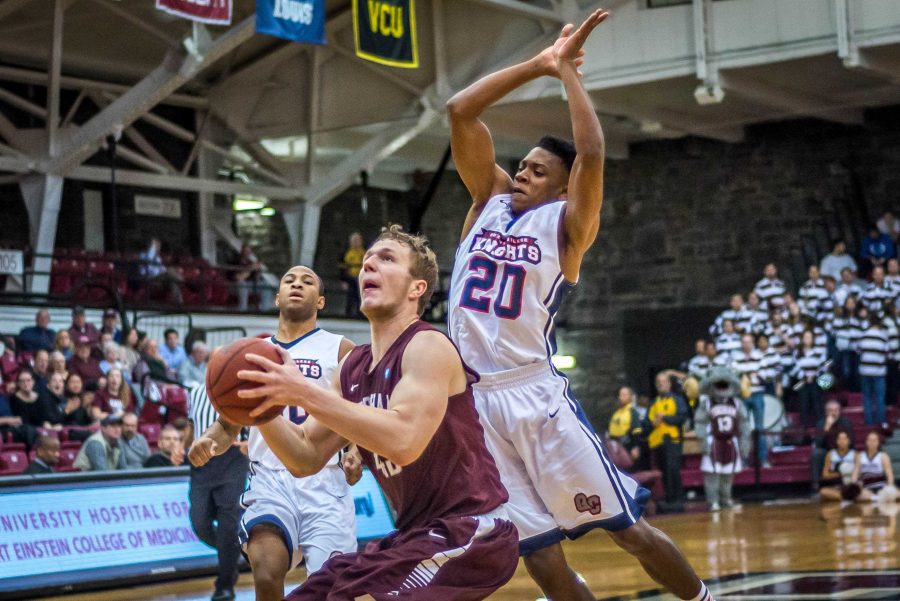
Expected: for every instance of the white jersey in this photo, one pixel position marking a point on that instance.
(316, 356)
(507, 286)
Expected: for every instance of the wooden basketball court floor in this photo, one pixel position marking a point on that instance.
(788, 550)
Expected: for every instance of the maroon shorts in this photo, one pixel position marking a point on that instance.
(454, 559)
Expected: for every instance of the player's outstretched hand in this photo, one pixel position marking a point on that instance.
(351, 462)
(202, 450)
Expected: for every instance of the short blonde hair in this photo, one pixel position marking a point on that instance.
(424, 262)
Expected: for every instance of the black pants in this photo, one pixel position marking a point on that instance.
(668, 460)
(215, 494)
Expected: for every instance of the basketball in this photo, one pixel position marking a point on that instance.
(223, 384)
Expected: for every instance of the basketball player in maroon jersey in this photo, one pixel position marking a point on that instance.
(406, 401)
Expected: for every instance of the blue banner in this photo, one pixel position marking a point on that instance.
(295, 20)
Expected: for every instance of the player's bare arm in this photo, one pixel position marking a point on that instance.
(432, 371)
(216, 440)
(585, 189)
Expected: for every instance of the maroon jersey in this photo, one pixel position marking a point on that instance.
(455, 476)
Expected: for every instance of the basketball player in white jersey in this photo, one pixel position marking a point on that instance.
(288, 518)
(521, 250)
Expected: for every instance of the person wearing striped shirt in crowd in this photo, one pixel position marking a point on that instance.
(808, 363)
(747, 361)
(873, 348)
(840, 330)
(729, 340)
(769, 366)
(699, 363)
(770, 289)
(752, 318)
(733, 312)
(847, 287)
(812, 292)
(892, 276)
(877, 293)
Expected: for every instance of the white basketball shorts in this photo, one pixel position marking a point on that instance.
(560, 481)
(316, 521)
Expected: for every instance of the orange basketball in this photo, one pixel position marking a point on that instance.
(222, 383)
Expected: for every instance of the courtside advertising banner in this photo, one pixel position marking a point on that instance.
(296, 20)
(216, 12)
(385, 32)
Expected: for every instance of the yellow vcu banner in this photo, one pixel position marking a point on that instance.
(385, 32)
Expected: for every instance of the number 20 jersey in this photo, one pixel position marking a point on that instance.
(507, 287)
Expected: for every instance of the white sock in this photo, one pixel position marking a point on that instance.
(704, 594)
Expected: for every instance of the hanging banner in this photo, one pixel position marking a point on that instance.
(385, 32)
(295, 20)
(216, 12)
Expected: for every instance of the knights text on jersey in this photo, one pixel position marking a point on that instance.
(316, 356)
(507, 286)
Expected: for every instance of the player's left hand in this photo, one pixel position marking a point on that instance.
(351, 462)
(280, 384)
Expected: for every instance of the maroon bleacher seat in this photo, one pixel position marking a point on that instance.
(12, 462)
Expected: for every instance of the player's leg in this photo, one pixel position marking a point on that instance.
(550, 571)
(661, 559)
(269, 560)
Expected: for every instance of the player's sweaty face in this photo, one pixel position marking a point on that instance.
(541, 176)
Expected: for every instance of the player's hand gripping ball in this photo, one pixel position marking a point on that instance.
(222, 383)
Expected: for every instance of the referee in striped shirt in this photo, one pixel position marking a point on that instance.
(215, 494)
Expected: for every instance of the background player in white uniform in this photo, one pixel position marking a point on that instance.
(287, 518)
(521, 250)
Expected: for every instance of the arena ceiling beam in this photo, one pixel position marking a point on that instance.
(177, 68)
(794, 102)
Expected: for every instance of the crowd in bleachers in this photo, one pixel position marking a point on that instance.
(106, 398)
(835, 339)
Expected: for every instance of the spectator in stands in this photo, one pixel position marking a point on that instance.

────────

- [WHAT THE TASK REQUIRES]:
Without the pictures, write out the whole listing above exactly as it appears.

- [RESPONSE TO THIS TASK]:
Expected: for every instance of the white jersey in this photo, one pixel position marking a point on that instance.
(316, 356)
(507, 286)
Expected: for every instance of the wooden basketball court floor in this photo, one pixel position marking a point on that instance.
(788, 550)
Expected: for every instance of the maroon shorts in this photo, one pixel position marking a point on that instance.
(454, 559)
Expected: for every instance of the player's outstretched hand in this photo, one pixel position marking a point on that instance.
(351, 462)
(202, 450)
Expected: for every instance of the short blonde hair in this photo, one pixel position marking a point on that instance.
(424, 262)
Expected: for every instance of the black pants in this photo, one pixel position marking a point on that instance.
(668, 460)
(215, 494)
Expected: for every instance of the basketball in this photo, one pixel position marking a point on that instance.
(223, 384)
Expected: for every instance of the basketball player in maroon jersey in this photo, one pixel position marking a point on that instance.
(406, 401)
Expected: for every instance of the blue banner in this photo, one pixel position marking a point on that instance.
(295, 20)
Expected: for every instance of the player's bare arm in this photo, one pixel position marking a point on that instance.
(432, 371)
(216, 440)
(585, 189)
Expected: for every instance of the maroon jersey in this photo, one pixel position marking a point on that instance.
(455, 476)
Expected: for every instance of the basketball player in white jersey in this photo, one pixel position marking a point on that instance.
(288, 518)
(521, 250)
Expected: for every instance of the person wearing striped shirt in crowd in this photo, one pixel position marking a point on that instance.
(808, 363)
(747, 361)
(873, 348)
(840, 330)
(729, 340)
(769, 366)
(699, 363)
(770, 289)
(752, 318)
(733, 312)
(847, 287)
(812, 292)
(892, 276)
(877, 293)
Expected: for every instance of the white basketball shorts in this photo, one pixel position marking a point on that instance.
(560, 481)
(316, 521)
Expected: for every instance of the orange basketball in this photo, one pixel position marking a point on that instance.
(222, 383)
Expected: for every instance of the courtside advertising banner in this photo, one pixel position marking a point on that instance.
(296, 20)
(216, 12)
(385, 32)
Expected: for every instance of the yellow vcu banner in this photo, one pixel position marking a point on that instance.
(385, 32)
Expected: for every instance of the number 20 jersey in this photo, one pixel position marking a point on that instance.
(507, 287)
Expected: for every instance of the white sock in this photo, one pixel position marking a point on that instance.
(704, 594)
Expected: for every instance of the hanging banner in this photo, one pixel position marking a point on that instance.
(385, 32)
(295, 20)
(216, 12)
Expected: for every instance of the knights text on jersey in this photo, one pixel position marking a point on that instance.
(316, 356)
(507, 286)
Expected: for every instance of the player's left hand in this photo, one pixel position marking a point on that instance.
(351, 462)
(280, 384)
Expected: for every instance of the maroon bleacher seat in this photo, one pixel position marking a point on that instance.
(12, 462)
Expected: for every instance of the player's leg in this photo, one pixel position marking a point on that instance.
(550, 571)
(661, 559)
(269, 560)
Expected: for every instance of the player's sweaty face in this photo, one pixel position marking a point on that instance.
(541, 176)
Expected: for every instance of the player's hand gripping ball in this photo, one pixel position marking a point on that instance.
(222, 383)
Expected: for every instance of the referee in striped shirt in this photo, one pixel position marking a point on that instance.
(215, 494)
Expected: for every instance of the background player in white uniform in this photo, one pixel position marking a point on that instance.
(287, 518)
(521, 250)
Expected: for every instance of the arena ceiling beam in this photo, one pixel position marking a point on that instance.
(177, 68)
(794, 102)
Expected: for every instance of the crowd in bleachers in this photo, one pixel position marking a point on that instance.
(106, 398)
(835, 339)
Expected: for every instance of the spectator in stands in this photo, one pixel position marking a point on that instance.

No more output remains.